─── RECORD SET

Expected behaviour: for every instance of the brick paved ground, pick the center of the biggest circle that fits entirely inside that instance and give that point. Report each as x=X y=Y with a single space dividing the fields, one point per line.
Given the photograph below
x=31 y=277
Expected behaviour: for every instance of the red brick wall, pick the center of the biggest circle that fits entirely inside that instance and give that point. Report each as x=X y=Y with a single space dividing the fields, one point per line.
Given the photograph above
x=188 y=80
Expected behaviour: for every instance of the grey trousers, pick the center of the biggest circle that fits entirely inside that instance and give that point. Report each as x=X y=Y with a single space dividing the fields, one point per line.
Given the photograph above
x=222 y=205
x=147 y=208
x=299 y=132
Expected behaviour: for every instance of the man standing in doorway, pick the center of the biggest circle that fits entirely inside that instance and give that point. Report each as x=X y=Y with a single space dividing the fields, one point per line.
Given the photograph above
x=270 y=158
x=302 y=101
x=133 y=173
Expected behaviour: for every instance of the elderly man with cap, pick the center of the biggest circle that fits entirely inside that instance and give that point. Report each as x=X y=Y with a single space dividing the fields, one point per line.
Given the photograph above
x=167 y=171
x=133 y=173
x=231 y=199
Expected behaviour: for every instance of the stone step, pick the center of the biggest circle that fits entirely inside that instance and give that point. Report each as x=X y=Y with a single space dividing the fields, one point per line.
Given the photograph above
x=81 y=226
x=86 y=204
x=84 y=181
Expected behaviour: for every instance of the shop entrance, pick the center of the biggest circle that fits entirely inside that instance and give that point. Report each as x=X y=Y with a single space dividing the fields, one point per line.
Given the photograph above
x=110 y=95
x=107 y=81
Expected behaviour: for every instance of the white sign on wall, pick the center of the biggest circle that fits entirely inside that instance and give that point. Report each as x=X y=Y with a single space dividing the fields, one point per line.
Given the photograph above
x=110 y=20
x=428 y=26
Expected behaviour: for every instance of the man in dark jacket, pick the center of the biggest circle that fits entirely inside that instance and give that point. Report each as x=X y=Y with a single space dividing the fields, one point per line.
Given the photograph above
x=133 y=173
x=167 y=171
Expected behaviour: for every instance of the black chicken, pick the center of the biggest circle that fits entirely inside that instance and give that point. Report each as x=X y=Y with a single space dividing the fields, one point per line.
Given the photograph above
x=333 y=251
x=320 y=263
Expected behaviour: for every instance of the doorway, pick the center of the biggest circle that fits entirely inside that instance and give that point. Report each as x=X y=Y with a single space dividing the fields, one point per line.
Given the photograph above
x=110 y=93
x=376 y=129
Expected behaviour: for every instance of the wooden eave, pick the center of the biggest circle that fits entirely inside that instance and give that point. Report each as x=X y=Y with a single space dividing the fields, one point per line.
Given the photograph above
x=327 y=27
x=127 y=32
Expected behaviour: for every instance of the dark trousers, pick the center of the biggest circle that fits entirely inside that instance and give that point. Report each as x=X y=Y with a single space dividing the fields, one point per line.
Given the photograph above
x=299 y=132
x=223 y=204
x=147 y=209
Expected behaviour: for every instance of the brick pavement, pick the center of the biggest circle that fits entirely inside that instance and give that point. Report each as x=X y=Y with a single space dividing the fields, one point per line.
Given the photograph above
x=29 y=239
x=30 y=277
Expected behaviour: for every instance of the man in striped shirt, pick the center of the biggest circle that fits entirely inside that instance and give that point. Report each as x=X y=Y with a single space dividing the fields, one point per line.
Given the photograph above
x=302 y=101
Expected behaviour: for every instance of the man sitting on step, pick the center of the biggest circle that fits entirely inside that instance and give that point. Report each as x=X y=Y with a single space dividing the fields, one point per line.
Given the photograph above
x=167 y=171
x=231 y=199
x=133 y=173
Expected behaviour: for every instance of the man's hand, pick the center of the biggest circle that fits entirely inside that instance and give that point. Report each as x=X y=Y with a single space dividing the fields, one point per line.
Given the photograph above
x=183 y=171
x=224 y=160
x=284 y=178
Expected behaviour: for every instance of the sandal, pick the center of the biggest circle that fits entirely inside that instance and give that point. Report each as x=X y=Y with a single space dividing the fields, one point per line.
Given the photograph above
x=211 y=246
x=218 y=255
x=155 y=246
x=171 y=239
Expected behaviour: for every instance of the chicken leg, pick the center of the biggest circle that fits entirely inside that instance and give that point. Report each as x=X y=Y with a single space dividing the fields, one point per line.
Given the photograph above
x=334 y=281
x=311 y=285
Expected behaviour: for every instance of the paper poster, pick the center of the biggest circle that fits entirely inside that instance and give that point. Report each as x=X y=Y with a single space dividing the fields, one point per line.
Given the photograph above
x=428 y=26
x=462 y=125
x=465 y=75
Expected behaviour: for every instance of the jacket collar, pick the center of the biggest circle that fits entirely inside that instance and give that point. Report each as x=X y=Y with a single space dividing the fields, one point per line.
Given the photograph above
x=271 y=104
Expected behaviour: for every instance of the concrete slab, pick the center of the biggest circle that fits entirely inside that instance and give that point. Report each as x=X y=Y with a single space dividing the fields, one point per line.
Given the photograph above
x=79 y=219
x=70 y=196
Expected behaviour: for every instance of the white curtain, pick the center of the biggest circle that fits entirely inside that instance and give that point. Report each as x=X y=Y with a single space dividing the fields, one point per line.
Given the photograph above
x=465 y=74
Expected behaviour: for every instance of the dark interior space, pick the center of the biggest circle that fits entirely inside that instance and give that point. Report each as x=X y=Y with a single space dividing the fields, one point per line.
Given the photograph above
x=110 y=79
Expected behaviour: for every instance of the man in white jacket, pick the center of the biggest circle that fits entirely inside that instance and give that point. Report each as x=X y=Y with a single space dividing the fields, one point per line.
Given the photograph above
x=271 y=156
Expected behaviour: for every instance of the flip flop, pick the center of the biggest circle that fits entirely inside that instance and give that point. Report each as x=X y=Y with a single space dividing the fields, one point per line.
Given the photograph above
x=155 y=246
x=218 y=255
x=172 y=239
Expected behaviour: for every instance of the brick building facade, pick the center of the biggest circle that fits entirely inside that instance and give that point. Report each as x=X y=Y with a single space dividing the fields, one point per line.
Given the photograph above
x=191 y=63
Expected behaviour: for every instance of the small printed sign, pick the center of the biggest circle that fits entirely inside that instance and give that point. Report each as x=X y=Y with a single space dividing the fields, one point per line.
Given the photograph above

──────

PROMPT
Please rewrite all of the rows above as one numbered list, leaving out any blank lines.

RESPONSE TO THIS TASK
1. Expected behaviour: for every instance of the brick paved ground, pick the center of the biggest circle that fits entirely inside that instance and give that point. Report each as x=X y=Y with a single space dividing the fields, one point per line.
2. Given the photograph below
3. x=31 y=277
4. Expected behaviour: for every instance of the red brick wall, pick the center of the biggest circle that fits entirely inside that instance and give that point. Report each as x=X y=Y with a single space dividing the fields, one point per line.
5. Given the photograph above
6. x=188 y=80
7. Expected behaviour: for every instance of the grey trousers, pick the center of the biggest circle that fits entirely inside that instance and give that point. Report each as x=X y=Y with a single space dividing the fields, one point per line.
8. Given the photograph above
9. x=222 y=205
10. x=147 y=208
11. x=299 y=132
12. Expected behaviour: for every instance of the man standing in doorway, pick the center of the biggest circle that fits entirely inside that instance and give that point. Report each as x=X y=Y with a single space dividing the fields, one point per line.
13. Given the photograph above
14. x=270 y=158
15. x=302 y=101
16. x=133 y=173
17. Expected behaviour: for every instance of the elderly man with cap, pick the center of the biggest circle that fits entirely inside that instance and give that point. Report each as x=X y=Y with a single space dividing the fields, one point per line.
18. Given the photograph above
19. x=167 y=171
20. x=133 y=173
21. x=231 y=199
22. Expected behaviour: for every instance of the stone step, pick the center of the biggest circle that fits entirely inside that instance and give that point. Report each as x=X y=Y with a single space dividing the fields, one point per line.
23. Given the photograph above
24. x=81 y=226
25. x=86 y=204
26. x=84 y=181
27. Expected behaviour: for every instance of the shop entrance, pick the center of the biggest circle that fits entirely inside that instance and give that point. Report each as x=X y=Y with a single space dividing the fields, one point per line.
28. Given the photograph above
29. x=110 y=95
30. x=107 y=81
31. Expected behaviour: for every instance of the white sign on wall, pick the center of the biggest circle that fits entirely inside that instance and give that point. Report each as x=X y=Y with a single space dividing the fields, one point per line.
32. Given the photograph above
33. x=110 y=20
34. x=428 y=26
35. Expected behaviour: for every instance of the man in dark jacket, pick the center of the biggest circle that fits entirely inside that instance and give that point. Report each as x=X y=Y with a single space dividing the fields, one point per line.
36. Given the photograph above
37. x=133 y=173
38. x=167 y=171
39. Expected behaviour: for every instance of the black chicken, pick the center of the biggest circle that fits entirely inside that instance and give that point. Report each as x=X y=Y with a single space dividing the fields, one point per line.
40. Given the photograph above
41. x=333 y=251
42. x=320 y=263
43. Expected behaviour: for every instance of the doorway, pick the center of the biggest circle that fits entirely inside that instance and give that point. Report each as x=X y=Y with a single space dividing the fields, one point per line.
44. Given the photograph above
45. x=110 y=93
46. x=376 y=129
47. Expected behaviour: for every instance of the wooden eave, pick the center of the biggest circle that fits entirely inside that instance and give that point. Report each as x=X y=Y with a single space dividing the fields, one point per line.
48. Given the photograph above
49. x=327 y=27
50. x=127 y=32
51. Expected behaviour: for every instance of the dark trousers, pick the center of the biggest circle that fits entirely inside that instance and give that point. Report each as x=X y=Y with a single space dividing the fields, one point per line.
52. Given the photograph above
53. x=299 y=132
54. x=223 y=204
55. x=147 y=209
56. Expected behaviour: for every instance of the brick pavement, pick the center of the biggest circle that fits entirely inside that instance and give that point. Report each as x=X y=Y with a single space dividing the fields, one point per line.
57. Given the photograph above
58. x=29 y=239
59. x=30 y=277
60. Expected behaviour: for every instance of the man in striped shirt, pick the center of the biggest circle that fits entirely inside that instance and give that point. Report each as x=X y=Y with a single space dividing the fields, one point per line.
61. Given the photograph above
62. x=302 y=101
63. Expected behaviour: for every instance of the man sitting on step, pick the center of the biggest circle that fits entirely inside that instance and give that point. Report each as x=X y=Y with a single space dividing the fields, one point per line.
64. Given the photograph above
65. x=167 y=171
66. x=231 y=199
67. x=133 y=173
68. Expected behaviour: for every instance of the man's hand, pick the center of the biggest circle that fits entirely inside that instance and give that point. Report each as x=X y=Y with a single space dividing the fields, one point per line.
69. Given the photograph above
70. x=183 y=171
71. x=224 y=160
72. x=284 y=178
73. Expected behaviour: for every instance of the sandal, pick the center of the biggest circle that fits entirely inside that instance and give that point. Report each as x=X y=Y with a single space dividing the fields, one point per line.
74. Given the photograph above
75. x=211 y=246
76. x=218 y=255
77. x=155 y=246
78. x=171 y=239
79. Expected behaviour: for every instance of the chicken leg, pick the center of the biggest circle that fits entirely inside that instance and give that point. Report each as x=X y=Y with a single space dividing the fields, one point per line.
80. Given the photograph above
81. x=334 y=281
82. x=311 y=285
83. Expected behaviour: for every instance of the paper poster, pick the center of the biggest circle that fits entirely inside that instance and give that point. Report each as x=X y=Y with a single space dividing the fields, one point per line.
84. Given the photograph above
85. x=428 y=26
86. x=462 y=125
87. x=465 y=75
88. Expected behaviour: for every instance of the jacket collar, pick the center of the biggest circle that fits entirely inside that instance and give that point. Report each as x=X y=Y with a single space dividing the fields, one point per line.
89. Given the photograph above
90. x=271 y=104
91. Expected behaviour: for every instance of the concrete slab, pick the center of the biggest circle that fits entirely inside that instance and give that point. Report each as x=X y=Y with a single space dividing the fields, one point per line.
92. Given the photograph above
93. x=79 y=219
94. x=70 y=196
95. Expected behaviour: for every instance of the white curtain, pick the center of the biggest circle that fits entirely inside that instance and give that point. Report each as x=X y=Y with a single space dividing the fields, one point per line.
96. Given the photograph above
97. x=465 y=74
98. Expected behaviour: for every instance of the dark interior space, pick the center of the biggest circle that fits entirely inside that instance and give that point. Report each as x=X y=Y with a single space dividing the fields, one point per line.
99. Given the photograph above
100. x=110 y=79
101. Expected behaviour: for every instance of the man in white jacket, pick the center of the biggest circle that fits entirely inside that instance and give that point. Report each as x=X y=Y with a single space dividing the fields, one point per line.
102. Given the photograph above
103. x=271 y=156
104. Expected behaviour: for every instance of the flip flop, pick the center of the biggest circle that fits entirely inside that instance and give that point. Report each as x=X y=Y with a single space dividing the fields, one point per line.
105. Given the photograph above
106. x=155 y=246
107. x=218 y=255
108. x=172 y=239
109. Expected behaviour: for every instance of the brick building facade, pick the center of the biggest circle that fits entirely inside that instance and give that point. Report each as x=X y=Y with a single space dividing the fields, one point per line.
110. Given the photograph above
111. x=191 y=63
112. Expected behaviour: for every instance of the small printed sign, pick the center of the biggest circle that fits entirely inside that instance and give that point. Report each as x=X y=Y with a single space dividing the fields, one point per line.
113. Given the photograph above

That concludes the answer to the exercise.